■ **Passage for review**:
++++++++++++++++++++
South Park 16.12: "A Nightmare on Facetime" (2012) directed by Trey Parker
Not nearly as cool as the Halloween episodes of old. This one pokes fun at the not-quite-antiquated notion of renting a physical movie in the guise of a not-as-good-as-The SimpsonsShining parody. Though I will never set foot in a Blockbuster again, I do rent plastic discs with movies on them from Netflix instead. I imagine I'll be doing so for years to come. Though the two movies they specifically mention in the episode -- The Thing and Halloween 4 -- are indeed available to stream on Netflix and Hulu Plus, streaming selection still isn't remotely good enough to completely replace watching physical discs. If I wanted to see Alien, The Exorcist, The Texas Chain Saw Massacre, A Nightmare on Elm Street, Friday the 13th, Near Dark, Evil Dead, Psycho, Frankenstein, The Wicker Man, [REC], Fright Night, Phantasm, Re-Animator, Dawn of the Dead, The Return of the Living Dead, Suspiria, or even The Shining... I'm going to need a disc or I'm going to need to risk pirating. Maybe the hundreds of different rights holders will get their shit together and all of these will be streaming someday on a single service... I won't hold my breath.
Dracula: Dead and Loving It (1995) directed by Mel Brooks
A vaguely amusing parody of the Lugosi, Lee and Oldman Dracula movies. Though, "vaguely amusing" is how I feel about all of Mel Brooks' stuff, I have to admit. I understand that the jokes on screen are supposed to be funny, but they're rarely enough to get me to erupt in laughter. Even the superior Young Frankenstein I like mostly because it's such a dead-on homage to its source material and has great actors in it. This one, it doesn't work as well for either of those things. I did like Peter MacNicol, who plays Renfield and does a pretty good Dwight Frye impression. He was fun to watch. I also liked the bit in which Dracula's hypnotized victims need incredibly specific directions in order not to walk the wrong way as he commands them. Other than that: meh.
Tales from the Crypt 5.13: "Till Death Do We Part" (1993) directed by W. Peter Iliff
After taking the girls out trick-r-treating -- costumes covered in coats, the coldest Halloween in a long time -- Jack and Casey and I settled in for a night of movies and pizza and wings and beer and vodka and candy. First up: the final episode of season 5 of Tales from the Crypt. It only took us three years to get through these 13 episodes, having watched the first episode back in 2009. Not bad, eh? The season ends on a strong note, with the talents of Frank Stallone and John Stamos -- no, really -- delivering a neat spin on the "Owl Creek Bridge" idea. Onwards to season 6 next year!
Instead of Trick 'r Treat this year, we picked this other classic that takes place on Halloween. Night of the Demons is just a good old '80s horror flick. A group of teens decide to have a Halloween party in an old, abandoned funeral home. Which is an awesome idea. I asked of us, "why are we sitting here, watching movies, when stuff like this is happening?" "Chlamydia," was Jack's response.
More like demons, which actually do act like an STD in the film, being passed from kid to kid through making out. The possessions making some of the kids start killing some of the other kids and lots of screaming and running ensue. It's all good slasher-esque fun. Also, Linnea Quigley shoves a lipstick through her nipple in one of horror's most bizarre scenes. And, please, never forgot Stooge's words of wisdom -- and one of my favorite horror movie quotes of all time -- when he advised: "Eat a bowl of fuck! Let's party!"
++++++++++++++++++++
■ **Data for analysis**:
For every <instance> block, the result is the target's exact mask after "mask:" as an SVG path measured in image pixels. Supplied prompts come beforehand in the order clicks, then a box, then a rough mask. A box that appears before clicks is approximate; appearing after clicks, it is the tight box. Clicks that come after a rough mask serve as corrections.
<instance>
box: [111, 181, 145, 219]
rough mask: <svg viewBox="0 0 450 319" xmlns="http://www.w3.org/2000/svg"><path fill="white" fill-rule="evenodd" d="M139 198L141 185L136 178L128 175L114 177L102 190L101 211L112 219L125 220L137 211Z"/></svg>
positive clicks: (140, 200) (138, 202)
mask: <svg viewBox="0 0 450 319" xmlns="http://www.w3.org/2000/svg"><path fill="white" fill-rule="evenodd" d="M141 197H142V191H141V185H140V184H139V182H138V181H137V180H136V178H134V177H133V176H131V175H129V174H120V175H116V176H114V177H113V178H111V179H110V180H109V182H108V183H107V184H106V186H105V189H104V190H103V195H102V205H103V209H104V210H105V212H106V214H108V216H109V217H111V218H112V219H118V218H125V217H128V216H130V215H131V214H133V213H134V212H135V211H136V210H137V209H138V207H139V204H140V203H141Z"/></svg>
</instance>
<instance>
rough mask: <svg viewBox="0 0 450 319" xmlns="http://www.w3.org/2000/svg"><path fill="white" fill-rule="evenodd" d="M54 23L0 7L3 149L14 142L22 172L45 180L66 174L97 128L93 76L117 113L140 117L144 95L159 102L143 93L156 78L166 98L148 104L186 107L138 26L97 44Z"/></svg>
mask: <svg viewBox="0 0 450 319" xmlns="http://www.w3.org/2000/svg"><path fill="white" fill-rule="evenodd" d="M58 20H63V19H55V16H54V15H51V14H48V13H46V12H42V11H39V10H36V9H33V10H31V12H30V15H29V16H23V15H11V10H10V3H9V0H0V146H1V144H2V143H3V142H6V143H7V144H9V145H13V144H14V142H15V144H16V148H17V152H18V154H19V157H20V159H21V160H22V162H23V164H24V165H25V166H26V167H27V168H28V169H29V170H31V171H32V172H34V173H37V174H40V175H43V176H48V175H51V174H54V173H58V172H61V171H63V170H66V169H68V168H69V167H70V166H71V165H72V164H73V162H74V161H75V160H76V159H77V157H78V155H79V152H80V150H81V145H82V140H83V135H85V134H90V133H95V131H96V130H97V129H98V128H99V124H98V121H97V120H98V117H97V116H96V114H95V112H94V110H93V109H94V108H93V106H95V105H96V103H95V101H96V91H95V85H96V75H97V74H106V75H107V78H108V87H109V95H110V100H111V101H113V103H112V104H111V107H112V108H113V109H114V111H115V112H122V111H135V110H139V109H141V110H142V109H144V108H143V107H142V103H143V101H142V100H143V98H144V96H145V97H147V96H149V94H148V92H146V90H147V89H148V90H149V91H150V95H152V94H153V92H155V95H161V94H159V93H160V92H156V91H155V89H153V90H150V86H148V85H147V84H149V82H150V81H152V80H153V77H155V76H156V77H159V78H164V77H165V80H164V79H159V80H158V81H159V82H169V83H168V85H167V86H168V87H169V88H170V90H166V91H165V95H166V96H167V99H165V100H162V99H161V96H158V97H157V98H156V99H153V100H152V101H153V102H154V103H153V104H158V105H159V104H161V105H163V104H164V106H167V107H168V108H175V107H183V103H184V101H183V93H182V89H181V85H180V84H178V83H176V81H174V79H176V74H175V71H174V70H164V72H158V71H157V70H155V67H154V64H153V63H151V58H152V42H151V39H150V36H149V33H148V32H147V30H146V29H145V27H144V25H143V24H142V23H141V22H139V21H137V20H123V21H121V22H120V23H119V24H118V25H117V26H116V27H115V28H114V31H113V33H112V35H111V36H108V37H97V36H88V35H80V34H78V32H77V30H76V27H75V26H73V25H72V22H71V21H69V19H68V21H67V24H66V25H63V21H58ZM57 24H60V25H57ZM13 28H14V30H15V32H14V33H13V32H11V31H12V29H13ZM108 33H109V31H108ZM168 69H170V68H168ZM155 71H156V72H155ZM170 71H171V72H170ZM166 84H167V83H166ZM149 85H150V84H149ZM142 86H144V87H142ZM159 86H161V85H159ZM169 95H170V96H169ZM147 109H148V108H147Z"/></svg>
++++++++++++++++++++
■ **What to do**:
A - Please rewrite the horror movie reviews between "Instead of Trick" and "was Jack's response.", inclusive, with "funeral home" replaced by "warehouse".
B - Extend the horror movie reviews beyond their last sentence.

■ **Answer list**:
A -
Instead of Trick 'r Treat this year, we picked this other classic that takes place on Halloween. Night of the Demons is just a good old '80s horror flick. A group of teens decide to have a Halloween party in an old, abandoned warehouse. Which is an awesome idea. I asked of us, "why are we sitting here, watching movies, when stuff like this is happening?" "Chlamydia," was Jack's response.

B -
I haven't watched any of these in quite a long time. I think Jack and Casey and I are going try to make it through the whole series in the months ahead. It's strange to think of how it all started. I forget who said it first, but the original Friday the 13th is pretty much an American giallo movie and not so much of a slasher. There's nothing supernatural in the film at all. We get tons of POV shots from the killer's perspective in order to keep the killer's identity a mystery. When the killer is revealed, it turns out to be a crazy old lady, which is a twist Argento would be fond of. The only thing missing: Mrs. Vorhees should've been wearing black gloves.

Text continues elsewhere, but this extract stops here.